__TO DO__.
From the listing below, list every line that contains the string "antenna". Case counts.

__RECORDS SUPPLIED__.
____
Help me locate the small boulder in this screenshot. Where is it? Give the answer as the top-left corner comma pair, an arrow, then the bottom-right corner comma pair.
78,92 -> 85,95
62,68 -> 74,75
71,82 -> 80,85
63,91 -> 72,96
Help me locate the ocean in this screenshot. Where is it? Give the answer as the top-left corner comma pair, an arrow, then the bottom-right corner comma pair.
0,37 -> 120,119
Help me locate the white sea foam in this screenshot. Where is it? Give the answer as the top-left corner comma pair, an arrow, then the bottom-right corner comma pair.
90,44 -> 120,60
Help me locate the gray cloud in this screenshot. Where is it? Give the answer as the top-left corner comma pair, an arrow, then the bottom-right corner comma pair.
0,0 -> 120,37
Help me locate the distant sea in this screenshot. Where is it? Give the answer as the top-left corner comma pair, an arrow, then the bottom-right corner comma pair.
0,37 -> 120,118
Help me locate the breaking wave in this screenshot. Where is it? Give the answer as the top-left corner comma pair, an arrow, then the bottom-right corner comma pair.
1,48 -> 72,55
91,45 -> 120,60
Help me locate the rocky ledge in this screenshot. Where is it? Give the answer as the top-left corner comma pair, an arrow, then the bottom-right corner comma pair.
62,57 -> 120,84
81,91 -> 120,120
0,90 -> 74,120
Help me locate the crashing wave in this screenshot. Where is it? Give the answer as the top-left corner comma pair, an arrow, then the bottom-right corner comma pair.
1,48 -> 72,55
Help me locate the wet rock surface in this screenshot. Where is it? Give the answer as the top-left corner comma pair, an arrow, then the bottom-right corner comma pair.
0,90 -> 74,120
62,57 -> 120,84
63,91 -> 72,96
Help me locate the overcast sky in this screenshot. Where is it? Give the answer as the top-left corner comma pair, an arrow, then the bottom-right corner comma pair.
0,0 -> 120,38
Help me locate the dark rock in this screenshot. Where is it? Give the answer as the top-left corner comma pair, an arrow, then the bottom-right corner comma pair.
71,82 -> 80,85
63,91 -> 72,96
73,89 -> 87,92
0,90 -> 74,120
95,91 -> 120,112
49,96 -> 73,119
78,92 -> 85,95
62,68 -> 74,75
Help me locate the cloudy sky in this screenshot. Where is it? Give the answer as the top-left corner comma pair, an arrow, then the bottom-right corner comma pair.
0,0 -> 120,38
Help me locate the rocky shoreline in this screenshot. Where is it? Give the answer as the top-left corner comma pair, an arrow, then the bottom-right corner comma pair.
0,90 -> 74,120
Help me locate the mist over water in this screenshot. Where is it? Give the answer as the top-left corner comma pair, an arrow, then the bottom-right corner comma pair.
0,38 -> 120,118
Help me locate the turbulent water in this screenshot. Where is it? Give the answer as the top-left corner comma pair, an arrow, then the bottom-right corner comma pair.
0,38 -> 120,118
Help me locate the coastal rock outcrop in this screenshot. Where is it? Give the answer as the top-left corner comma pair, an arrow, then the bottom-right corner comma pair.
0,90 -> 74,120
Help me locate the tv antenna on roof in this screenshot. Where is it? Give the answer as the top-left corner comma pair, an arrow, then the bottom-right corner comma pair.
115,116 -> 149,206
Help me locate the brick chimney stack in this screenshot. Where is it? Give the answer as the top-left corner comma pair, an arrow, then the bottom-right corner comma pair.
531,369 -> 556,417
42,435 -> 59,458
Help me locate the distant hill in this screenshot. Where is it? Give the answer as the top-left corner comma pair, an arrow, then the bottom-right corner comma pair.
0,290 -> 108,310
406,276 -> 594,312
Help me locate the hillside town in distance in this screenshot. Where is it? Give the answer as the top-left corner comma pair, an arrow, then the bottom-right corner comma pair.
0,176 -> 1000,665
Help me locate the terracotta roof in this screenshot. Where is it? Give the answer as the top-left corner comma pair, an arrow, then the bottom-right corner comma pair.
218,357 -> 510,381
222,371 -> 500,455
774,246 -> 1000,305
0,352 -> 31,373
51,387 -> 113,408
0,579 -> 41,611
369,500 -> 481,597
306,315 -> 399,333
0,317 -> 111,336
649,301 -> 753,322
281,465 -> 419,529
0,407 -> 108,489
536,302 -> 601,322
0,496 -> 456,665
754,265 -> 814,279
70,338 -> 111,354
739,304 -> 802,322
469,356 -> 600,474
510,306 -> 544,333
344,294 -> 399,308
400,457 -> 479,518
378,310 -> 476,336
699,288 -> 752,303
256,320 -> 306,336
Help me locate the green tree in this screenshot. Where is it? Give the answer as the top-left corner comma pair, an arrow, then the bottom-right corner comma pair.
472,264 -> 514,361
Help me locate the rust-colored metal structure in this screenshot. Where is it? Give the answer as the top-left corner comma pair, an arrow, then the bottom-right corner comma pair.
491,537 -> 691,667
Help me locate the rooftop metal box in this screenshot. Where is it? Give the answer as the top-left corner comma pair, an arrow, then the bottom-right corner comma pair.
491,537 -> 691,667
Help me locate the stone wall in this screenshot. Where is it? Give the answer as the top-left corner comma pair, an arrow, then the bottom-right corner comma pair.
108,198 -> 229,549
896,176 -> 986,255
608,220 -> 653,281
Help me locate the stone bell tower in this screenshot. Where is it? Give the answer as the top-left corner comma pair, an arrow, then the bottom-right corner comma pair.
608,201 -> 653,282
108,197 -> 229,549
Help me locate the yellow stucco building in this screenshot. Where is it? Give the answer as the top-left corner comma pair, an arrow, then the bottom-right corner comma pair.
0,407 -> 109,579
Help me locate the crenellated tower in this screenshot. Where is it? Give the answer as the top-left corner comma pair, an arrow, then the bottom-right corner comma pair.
____
__COMPLETED TASK__.
Help me locate the tv antenna on roof in this screenshot. Where is it? Give the answer as the top-left corner comma pair, an arrow, then the bottom-right corner comma pair.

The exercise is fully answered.